▶ ACTIONS TO TAKE
1. In the mower thread, what engine model does the Toro recycler have?
2. From the mower thread, list every step the original poster took before the engine started again.
3. Write the next part of the mower thread, picking up after its last line.

▶ ARTICLE
# toro with kohler starts wont throttle up



## bonzo (Jun 25, 2005)

I have this toro recycler with a kohler xt675-2034 engine. Wouldn't start so I drained the gas, removed the carb and cleaned it. Put it back together and it started right up. Problem is it just runs at a really low idle, wont rev up. When I took the carb off did I mess up the governor?


----------



## mikel m14 (Jul 27, 2009)

Is throttle plate opening on carb when at full speed?


----------



## 30yearTech (Sep 14, 2006)

Did you hook the throttle linkage back up to the carburetor? I have done that once or twice when I get in too much of a hurry.


----------



## bonzo (Jun 25, 2005)

I'll check the throttle plate, and linkages again tonight. I thought I had it all hooked up maybe not. how about the bar that runs across the front of the engine to the auto choke is it possible for that to come out when I removed the carb?


----------



## 30yearTech (Sep 14, 2006)

The choke linkage can come out, but if the choke is not opening the engine would choke down and die.


----------



## Sir Thomas (Dec 7, 2013)

▶ SOURCE DATA
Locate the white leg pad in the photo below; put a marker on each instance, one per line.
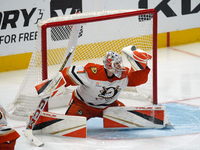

▶ RESPONSES BY TASK
1. A Kohler XT675-2034.

2. Drained the gas, removed the carb, cleaned the carb, and put it back together.

3.
How old is the unit? If the governor spring is hooked on check and see if the spring is stretched out of shape. Though I never worked on a Kohler, I've worked on several Tecumseh and Briggs and most of them have the same Governor to carb hook up principle. 
Find the governor lever. With it running, move it back and forth and see if it changes speed.


----------



## sgtrudz (May 15, 2015)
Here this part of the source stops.